All jurisdictions have some exemptions but the approach varies
Question: Our organization is federally funded and on a reserve. Is there a difference between federal and provincial jurisdiction for overtime exemptions? Our organization uses time for time across the board for staff, including management, with the understanding the time is to be taken off within the pay period and/or the next payroll depending on the timing of incurring the overtime.
Answer: All jurisdictions exempt some employees or groups of employees from the requirement to pay overtime. However, the various statutes take different approaches. For organizations under federal jurisdiction, the Canada Labour Code exempts employees who are managers, superintendents or exercise management functions from the standard hours of work and overtime provisions. The code also contemplates the adoption of regulations that may exempt members of designated professions from the application of those provisions. Currently, the exempted professions are the architectural, dental, engineering, legal and medical professions.
Assuming the organization above is governed by federal legislation, the current practice would be permissible only with respect to management staff. Employees governed by the code would be entitled to claim pay for at least 1.5 times their wages.
It is essential to ascertain which legislation actually does govern the organization. Failure to comply with mandatory employment standards can have a number of negative consequences, ranging from employment standards complaints involving single individuals to class actions in civil courts for recovery of millions of dollars in unpaid overtime. Several employers, including CIBC, ScotiaBank, CN Rail and KPMG, have been recent targets of such actions. Although it is still uncertain whether the plaintiffs will be permitted to proceed with their class actions, the prospect of massive judgments or settlements — as occurred in the KPMG action — should give pause to any employer not in strict compliance with the statutory requirements.
==*==
**Problem requirements:** Return the passage of the overtime exemptions text starting with "It is essential" and going on through "the statutory requirements.", copied word for word.
==*==
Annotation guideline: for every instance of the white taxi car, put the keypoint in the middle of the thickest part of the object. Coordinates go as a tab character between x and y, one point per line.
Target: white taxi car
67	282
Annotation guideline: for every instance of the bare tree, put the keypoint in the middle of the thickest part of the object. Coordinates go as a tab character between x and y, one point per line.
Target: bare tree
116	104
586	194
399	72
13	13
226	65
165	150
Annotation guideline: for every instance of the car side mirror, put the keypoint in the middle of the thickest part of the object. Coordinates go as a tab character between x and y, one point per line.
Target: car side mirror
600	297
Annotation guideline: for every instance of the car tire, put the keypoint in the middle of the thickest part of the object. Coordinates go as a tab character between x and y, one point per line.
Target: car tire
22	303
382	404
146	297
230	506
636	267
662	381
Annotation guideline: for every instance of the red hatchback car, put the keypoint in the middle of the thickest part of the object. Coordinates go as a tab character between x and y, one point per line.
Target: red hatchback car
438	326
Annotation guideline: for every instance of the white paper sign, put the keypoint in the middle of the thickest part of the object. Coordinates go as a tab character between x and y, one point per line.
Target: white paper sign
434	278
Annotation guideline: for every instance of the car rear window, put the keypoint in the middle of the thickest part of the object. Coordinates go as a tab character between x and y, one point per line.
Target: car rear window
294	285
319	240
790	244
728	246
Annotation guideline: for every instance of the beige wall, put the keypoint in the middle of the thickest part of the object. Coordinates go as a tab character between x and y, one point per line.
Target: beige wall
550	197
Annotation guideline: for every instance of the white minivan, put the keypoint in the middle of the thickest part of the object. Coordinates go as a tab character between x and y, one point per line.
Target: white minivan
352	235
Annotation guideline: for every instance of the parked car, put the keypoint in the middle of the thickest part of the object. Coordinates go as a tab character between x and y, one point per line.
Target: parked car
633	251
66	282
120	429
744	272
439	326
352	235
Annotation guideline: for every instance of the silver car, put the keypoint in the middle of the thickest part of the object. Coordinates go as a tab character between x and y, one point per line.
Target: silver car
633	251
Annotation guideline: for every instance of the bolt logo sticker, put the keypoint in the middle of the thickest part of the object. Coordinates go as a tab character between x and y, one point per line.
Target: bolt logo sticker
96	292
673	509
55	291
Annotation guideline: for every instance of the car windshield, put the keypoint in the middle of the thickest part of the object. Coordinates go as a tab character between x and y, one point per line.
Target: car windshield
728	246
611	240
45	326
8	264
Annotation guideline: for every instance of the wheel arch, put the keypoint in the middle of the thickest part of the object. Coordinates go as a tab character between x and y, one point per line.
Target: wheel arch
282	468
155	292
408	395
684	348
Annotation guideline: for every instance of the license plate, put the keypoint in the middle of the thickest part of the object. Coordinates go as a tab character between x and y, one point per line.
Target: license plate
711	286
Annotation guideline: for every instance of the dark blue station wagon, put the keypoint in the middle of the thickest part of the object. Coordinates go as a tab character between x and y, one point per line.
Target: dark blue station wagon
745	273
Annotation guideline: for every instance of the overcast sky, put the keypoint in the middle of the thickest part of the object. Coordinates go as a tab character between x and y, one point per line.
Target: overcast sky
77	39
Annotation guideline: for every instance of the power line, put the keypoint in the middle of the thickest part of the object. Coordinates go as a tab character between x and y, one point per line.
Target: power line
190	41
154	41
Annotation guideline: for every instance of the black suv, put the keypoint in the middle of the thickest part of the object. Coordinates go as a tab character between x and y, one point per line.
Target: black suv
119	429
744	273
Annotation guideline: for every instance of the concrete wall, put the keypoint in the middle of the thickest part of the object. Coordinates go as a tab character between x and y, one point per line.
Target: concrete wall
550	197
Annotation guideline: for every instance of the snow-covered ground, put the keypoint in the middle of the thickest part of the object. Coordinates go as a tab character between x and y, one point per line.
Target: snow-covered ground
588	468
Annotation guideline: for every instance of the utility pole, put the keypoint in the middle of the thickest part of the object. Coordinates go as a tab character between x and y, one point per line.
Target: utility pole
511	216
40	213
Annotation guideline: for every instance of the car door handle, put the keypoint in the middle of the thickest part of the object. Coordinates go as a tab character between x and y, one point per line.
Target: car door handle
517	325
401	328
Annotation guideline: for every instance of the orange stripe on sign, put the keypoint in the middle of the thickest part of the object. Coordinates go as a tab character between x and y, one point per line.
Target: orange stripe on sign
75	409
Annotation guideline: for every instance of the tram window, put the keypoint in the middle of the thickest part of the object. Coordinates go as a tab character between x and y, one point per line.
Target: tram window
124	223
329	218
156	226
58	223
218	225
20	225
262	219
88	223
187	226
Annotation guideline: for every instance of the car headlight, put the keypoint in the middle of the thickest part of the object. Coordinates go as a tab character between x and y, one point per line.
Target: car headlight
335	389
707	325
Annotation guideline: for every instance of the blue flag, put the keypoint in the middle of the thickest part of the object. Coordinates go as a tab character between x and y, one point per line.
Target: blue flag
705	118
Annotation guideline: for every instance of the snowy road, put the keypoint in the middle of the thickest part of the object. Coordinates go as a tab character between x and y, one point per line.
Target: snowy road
==*==
**Response to this exercise:**
It is essential to ascertain which legislation actually does govern the organization. Failure to comply with mandatory employment standards can have a number of negative consequences, ranging from employment standards complaints involving single individuals to class actions in civil courts for recovery of millions of dollars in unpaid overtime. Several employers, including CIBC, ScotiaBank, CN Rail and KPMG, have been recent targets of such actions. Although it is still uncertain whether the plaintiffs will be permitted to proceed with their class actions, the prospect of massive judgments or settlements — as occurred in the KPMG action — should give pause to any employer not in strict compliance with the statutory requirements.